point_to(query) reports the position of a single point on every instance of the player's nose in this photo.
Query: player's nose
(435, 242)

==*==

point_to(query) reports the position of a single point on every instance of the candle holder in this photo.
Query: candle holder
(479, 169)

==*==

WRITTEN TASK => State how many lines in the material above contain the word "position". Reply with the number alone.

RIGHT ANSWER => 2